Every once in awhile, a rare website comes around that absolutely revolutionizes the ways in which we consume media. Napster, for instance, changed the way we think about monetizing media, ownership, Copywrite laws, and file sharing. It resulted in a huge challenge to the status quo, stripping power and influence over art from the few media conglomerates that run the world and returning it to the hands of the consumer. It, in other words, liberated media by presenting an alternate world in which it could be free.

Another site, though, that has had an equally crucial effect on the way in which we consume media, particularly video content, is YouTube. Prior to YouTube’s launch, our options were rather limited for what kinds of videos we’d have access to. People could basically choose from one of but a few choices.

We could either watch preprogrammed television shows whenever they happened to be on, go to the movie theater and pay to see a film, head on over to a video rental store like Blockbuster and rent a movie or, of course, use a file-sharing site like Napster to download a movie.

However, YouTube rose up, seemingly out of nowhere, and offered us not only a new way to watch videos but a new way to share our own, as well as a whole slew of previously impossible content for us to enjoy. I don’t think that YouTube gets nearly as much credit as it deserves for putting a spotlight on video streaming, proving that a video streaming site could be both practical, scalable, and profitable.

Someone always has to clear the path for the rest. Without YouTube, it seems plausible to say that there would be no Netflix, Hulu, HBO Go, or Amazon Prime Video. YouTube had to lay down the technical groundwork … and thank goodness that they did. Because it has made possible so many streaming sites that we know, love, and enjoy on a regular basis today.

YouTube was founded by three people who’d previously worked together at PayPal. Steve Chen, Chad Hurley, and Jawed Karim created the video streaming service in February of 2005. Shortly thereafter, though, in November of 2006, Google bought YouTube for 1.6 billion US dollars … a very intelligent buy, if you ask me. Today, YouTube is still owned and operated by Google, as one of the company’s subsidiaries.

More than Meets the Eye

We are all familiar, I would think, more or less, with how YouTube works. But just in case there are some features or types of content that perhaps you were unaware existed on YouTube, let’s run through the gambit of everything this massive streaming site allows you to do and watch.

YouTube users can view, rate, share, and comment on videos – obviously – as well as create personalized playlists of video content … something that is still unheard of on most other video streaming sites. Another way that YouTube differs itself from its competitors lies in the fact that users can also upload an unlimited amount of video content, create live video broadcasts, and regularly video blog.

This user-generated focus that YouTube has made its bread and butter has also resulted in the production of tons of unique and previously unheard-of types of video content. For example, thanks to YouTube, we have seen the rise of the “unboxing video,” where YouTubers will order a product, open it up on video, and show how the product works, as well as give a review of their thoughts of it. This has resulted in companies finding new and creative ways to market products and contributed to the “influencer” culture that now dominates social media.

▸ **Aim A**
Pick out every line of the entries that contains the string "window", treating uppercase and lowercase letters as different, and copy each such line.
The entries below bear no relation to the text on YouTube.

▸ **Supplied information**
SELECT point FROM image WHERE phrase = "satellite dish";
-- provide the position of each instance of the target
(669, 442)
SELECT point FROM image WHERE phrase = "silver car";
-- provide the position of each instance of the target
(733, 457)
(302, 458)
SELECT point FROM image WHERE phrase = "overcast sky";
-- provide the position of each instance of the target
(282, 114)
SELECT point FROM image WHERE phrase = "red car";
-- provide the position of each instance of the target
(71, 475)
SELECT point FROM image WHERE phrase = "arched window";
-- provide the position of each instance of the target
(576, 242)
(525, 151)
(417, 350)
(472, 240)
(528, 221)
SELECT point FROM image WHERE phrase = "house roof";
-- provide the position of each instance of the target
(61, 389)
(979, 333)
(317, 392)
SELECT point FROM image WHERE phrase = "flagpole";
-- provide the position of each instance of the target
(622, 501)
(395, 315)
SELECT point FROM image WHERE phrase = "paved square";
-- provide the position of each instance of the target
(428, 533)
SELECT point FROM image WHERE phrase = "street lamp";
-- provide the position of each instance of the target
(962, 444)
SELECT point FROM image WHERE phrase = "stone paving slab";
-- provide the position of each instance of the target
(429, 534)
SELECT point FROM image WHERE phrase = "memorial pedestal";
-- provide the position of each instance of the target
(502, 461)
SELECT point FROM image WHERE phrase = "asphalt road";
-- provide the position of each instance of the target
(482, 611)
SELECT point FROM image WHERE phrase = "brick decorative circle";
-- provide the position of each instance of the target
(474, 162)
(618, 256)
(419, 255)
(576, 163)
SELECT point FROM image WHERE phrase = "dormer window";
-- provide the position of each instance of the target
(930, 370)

▸ **Aim B**
Extend the passage on YouTube by writing what comes after its final sentence.

▸ **Response A**
SELECT point FROM image WHERE phrase = "arched window";
SELECT point FROM image WHERE phrase = "dormer window";

▸ **Response B**
YouTube also inspired sites like Twitch, believe it or not. Before Twitch’s existence, people were uploading videos of themselves playing video games for years. YouTube was the original place where these kinds of streamers would post content. Twitch, after the fact, realized that there was a huge opportunity in this burgeoning market, of course, and swiftly capitalized on it.

Then, there has been a more recent phenomenon on YouTube of people simply reacting to new music, standup comedy, or movie trailers when they come out. They sort of function as reviews that you can watch. YouTube reviewers are by no means experts in their field or anything, but they can be highly entertaining to watch – especially if the YouTuber in question has an electric or quirky personality.

All of this new media content that YouTube has inspired has also resulted in the ability to make a living off of uploading videos to YouTube. With a complex and highly regulated system of monetizing videos, you can become a professional YouTuber if you get enough clicks and follows.

It is not merely amateurish user-generated content that can be found on YouTube, though. Professional videos abound here, too. You will (probably) not be able to find full-length movies or TV show episodes on YouTube (at least not anymore), but there are plenty of clips and the occasional company-sanctioned full episode of a series.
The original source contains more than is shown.